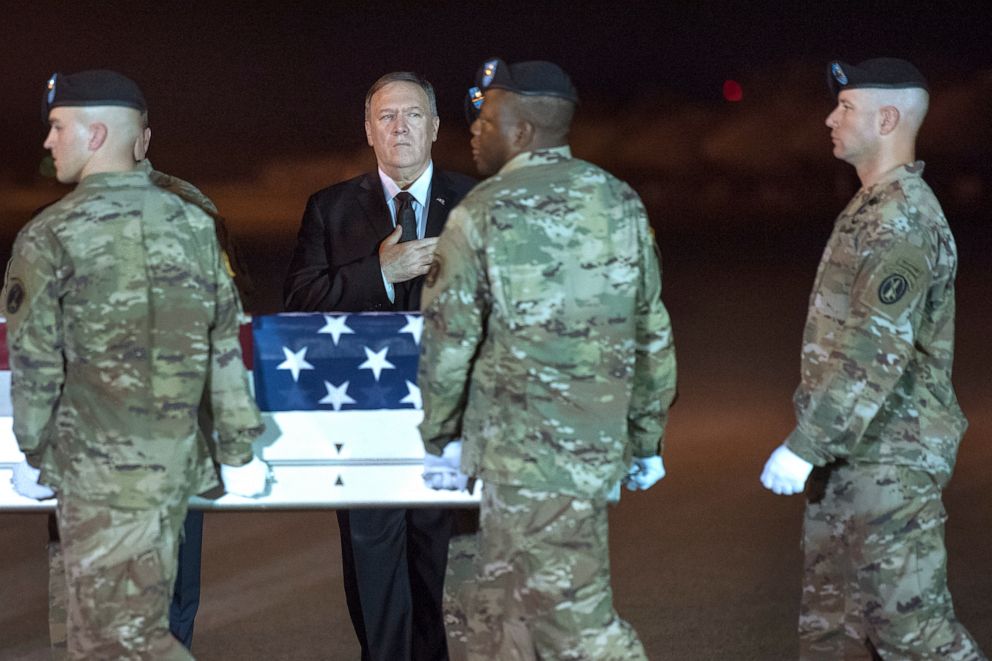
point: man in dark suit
(365, 244)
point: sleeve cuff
(807, 448)
(390, 291)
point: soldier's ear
(889, 116)
(98, 135)
(523, 135)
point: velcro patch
(15, 296)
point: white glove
(25, 481)
(249, 480)
(785, 472)
(444, 472)
(644, 473)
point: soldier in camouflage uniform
(121, 316)
(875, 408)
(547, 349)
(186, 591)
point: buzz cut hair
(401, 77)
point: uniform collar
(136, 177)
(537, 157)
(912, 170)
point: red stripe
(4, 359)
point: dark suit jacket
(335, 266)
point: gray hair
(401, 77)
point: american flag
(337, 362)
(339, 397)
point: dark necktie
(406, 217)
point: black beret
(98, 87)
(879, 73)
(535, 78)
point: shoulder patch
(893, 288)
(15, 296)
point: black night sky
(232, 84)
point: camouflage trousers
(541, 587)
(875, 578)
(120, 567)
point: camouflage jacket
(233, 260)
(879, 337)
(120, 316)
(546, 345)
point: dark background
(261, 105)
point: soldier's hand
(249, 480)
(404, 261)
(644, 473)
(25, 481)
(785, 472)
(444, 472)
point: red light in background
(732, 90)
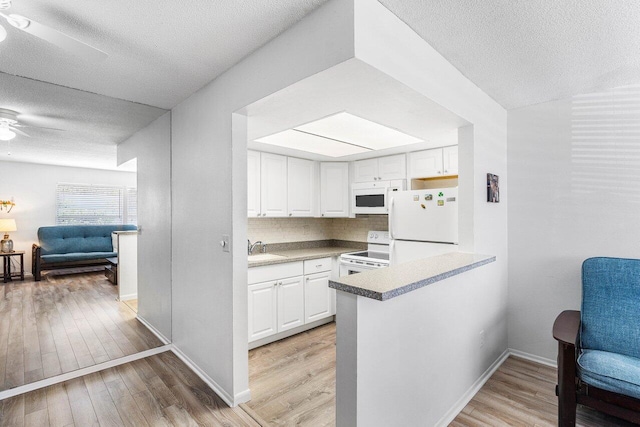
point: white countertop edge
(402, 289)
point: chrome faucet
(251, 247)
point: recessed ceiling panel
(358, 131)
(311, 143)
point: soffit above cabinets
(349, 112)
(340, 135)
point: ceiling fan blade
(57, 38)
(38, 127)
(19, 132)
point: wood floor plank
(58, 405)
(37, 419)
(80, 402)
(101, 400)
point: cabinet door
(262, 310)
(301, 185)
(290, 303)
(334, 189)
(253, 184)
(425, 164)
(450, 160)
(317, 297)
(273, 185)
(365, 170)
(392, 167)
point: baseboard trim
(452, 413)
(82, 372)
(229, 400)
(533, 358)
(153, 330)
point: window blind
(95, 205)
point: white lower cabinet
(288, 296)
(290, 303)
(318, 297)
(262, 310)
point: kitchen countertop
(299, 255)
(386, 283)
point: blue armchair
(599, 346)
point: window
(95, 204)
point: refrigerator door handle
(392, 248)
(391, 204)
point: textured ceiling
(524, 52)
(91, 125)
(160, 52)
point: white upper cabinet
(334, 189)
(380, 169)
(450, 160)
(301, 187)
(434, 163)
(273, 185)
(253, 184)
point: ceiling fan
(48, 34)
(10, 125)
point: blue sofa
(68, 246)
(599, 346)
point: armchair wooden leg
(566, 389)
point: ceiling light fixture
(6, 134)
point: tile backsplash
(281, 230)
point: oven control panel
(379, 237)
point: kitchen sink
(265, 257)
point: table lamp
(6, 225)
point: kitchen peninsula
(403, 332)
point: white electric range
(376, 255)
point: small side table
(111, 271)
(8, 275)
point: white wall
(209, 192)
(33, 187)
(574, 170)
(152, 148)
(385, 42)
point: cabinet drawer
(317, 265)
(274, 272)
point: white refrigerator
(423, 223)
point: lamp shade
(8, 225)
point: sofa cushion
(610, 371)
(77, 256)
(65, 239)
(610, 315)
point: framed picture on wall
(493, 188)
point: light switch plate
(225, 243)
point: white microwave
(373, 197)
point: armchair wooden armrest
(36, 251)
(565, 331)
(566, 327)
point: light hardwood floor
(63, 323)
(156, 391)
(293, 384)
(293, 381)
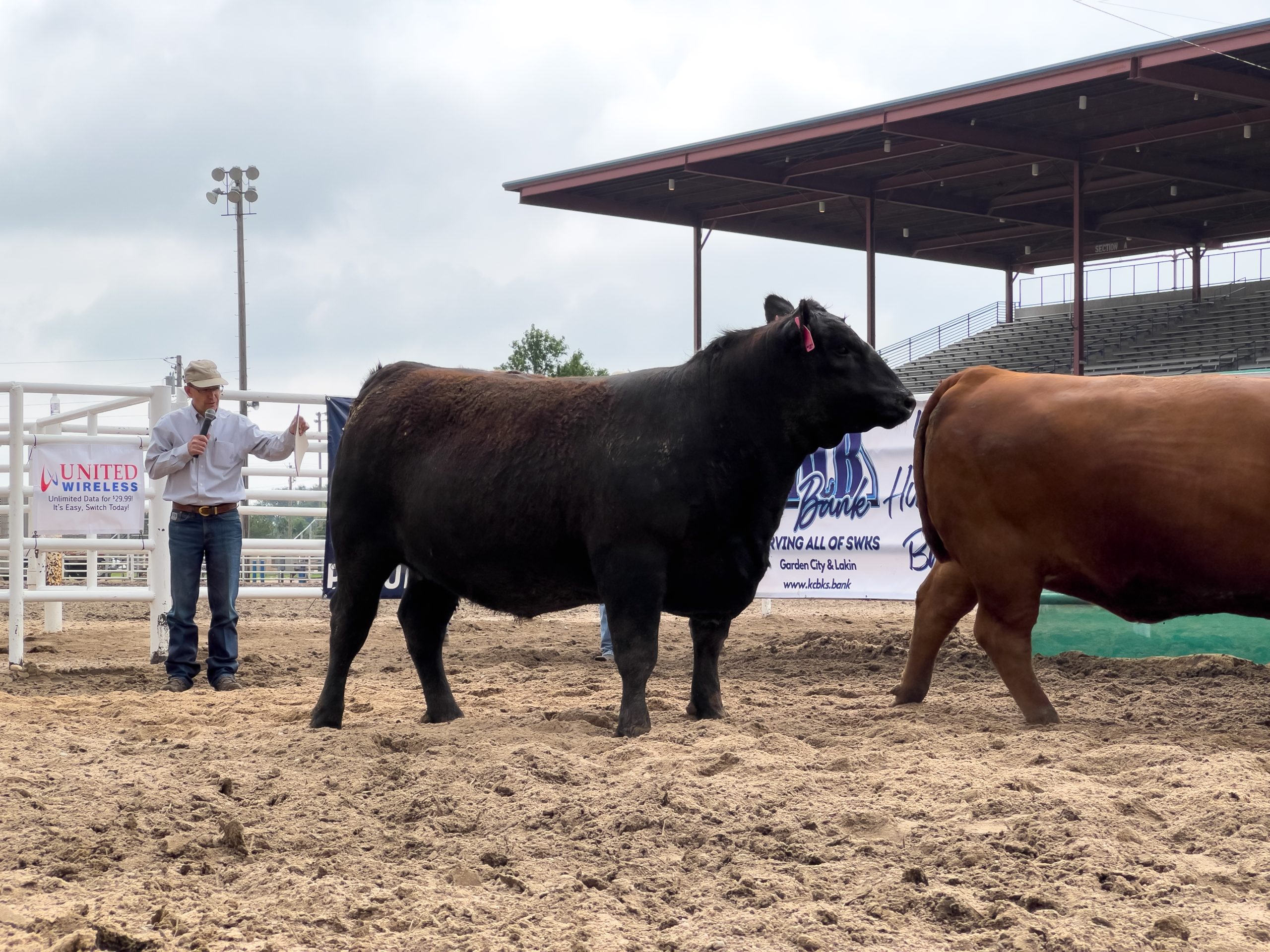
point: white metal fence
(136, 568)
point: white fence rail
(136, 569)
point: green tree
(543, 352)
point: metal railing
(948, 333)
(1148, 276)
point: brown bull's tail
(933, 536)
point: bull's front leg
(708, 638)
(633, 587)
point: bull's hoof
(907, 696)
(710, 710)
(327, 719)
(1047, 715)
(633, 726)
(443, 715)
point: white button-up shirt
(215, 476)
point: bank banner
(84, 488)
(337, 416)
(851, 527)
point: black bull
(648, 492)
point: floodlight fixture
(238, 194)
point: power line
(114, 359)
(1164, 33)
(1165, 13)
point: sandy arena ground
(815, 817)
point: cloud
(384, 131)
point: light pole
(235, 196)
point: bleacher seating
(1228, 330)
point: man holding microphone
(201, 450)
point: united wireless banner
(851, 527)
(87, 488)
(850, 530)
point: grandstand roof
(1173, 137)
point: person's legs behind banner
(224, 542)
(186, 555)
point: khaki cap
(203, 373)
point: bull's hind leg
(943, 601)
(425, 613)
(708, 638)
(352, 610)
(633, 587)
(1004, 630)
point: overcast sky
(384, 132)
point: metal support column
(697, 289)
(17, 529)
(870, 295)
(1078, 273)
(159, 575)
(1197, 255)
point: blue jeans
(193, 538)
(606, 639)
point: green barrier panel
(1069, 624)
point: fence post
(91, 556)
(17, 529)
(53, 610)
(159, 574)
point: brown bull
(1146, 495)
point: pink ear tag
(808, 345)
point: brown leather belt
(205, 509)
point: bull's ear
(802, 319)
(776, 306)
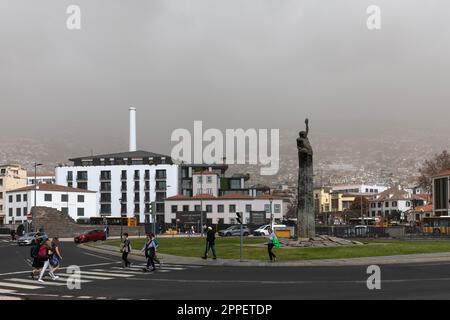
===
# The problem:
Count the lines of the records that contain the string "background", treating uppercase and lowercase as different. Give only the number.

# Solution for this exercise:
2